Goal: Please quote the listing below word for word, leaving out the pictures.
[BEGIN Available records]
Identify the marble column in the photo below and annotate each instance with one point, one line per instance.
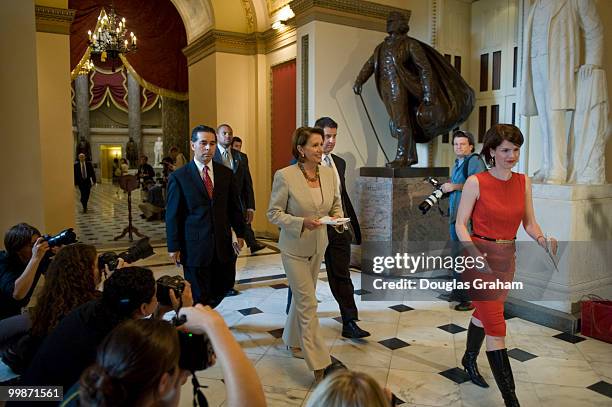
(175, 125)
(134, 112)
(81, 84)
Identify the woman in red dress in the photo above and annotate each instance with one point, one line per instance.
(496, 201)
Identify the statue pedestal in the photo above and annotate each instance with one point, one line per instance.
(389, 213)
(580, 217)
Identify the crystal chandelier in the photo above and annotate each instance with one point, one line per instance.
(85, 68)
(110, 38)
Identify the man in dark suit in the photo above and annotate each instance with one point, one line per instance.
(238, 162)
(84, 178)
(202, 208)
(338, 253)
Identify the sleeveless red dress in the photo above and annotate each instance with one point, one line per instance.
(497, 214)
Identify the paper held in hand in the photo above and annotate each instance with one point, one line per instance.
(326, 220)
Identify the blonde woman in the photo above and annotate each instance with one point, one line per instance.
(346, 388)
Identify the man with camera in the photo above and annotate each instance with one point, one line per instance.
(21, 265)
(129, 293)
(467, 163)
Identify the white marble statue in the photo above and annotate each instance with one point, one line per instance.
[END Available records]
Solution to this exercise:
Identify the marble column in the photo below and annotate each instance with one point, one line per instance.
(175, 125)
(134, 112)
(81, 84)
Identify the woman in red dress in the photo above and annotate each instance with one point, one line per instance.
(496, 201)
Identify the statue pedestal in the photo above and annotate each instance with one point, one line per instance.
(389, 213)
(580, 217)
Identify the crystal chandelier in the photo above and annotate each instance with one point, one line per instance.
(85, 68)
(110, 38)
Identify the man in dark suit in the photo above and annotate each instance with one point, one line per instance.
(238, 162)
(84, 178)
(202, 208)
(338, 253)
Identify the sleeveless red dress in the photo above and annotate each instance with one point, one line per instance.
(497, 214)
Identify the paper held in hand in the photo above and annotate each instance with one point, one line per instance.
(326, 220)
Identify the blonde woman in the photo above and annotate each instance with one point, one line per instance.
(346, 388)
Identify the man with camera in the photo above and annotate each instance with one point, one line per instance.
(21, 265)
(129, 293)
(467, 163)
Identify the white marble statue in the photo above and annotate each instance with one point, one line per instance.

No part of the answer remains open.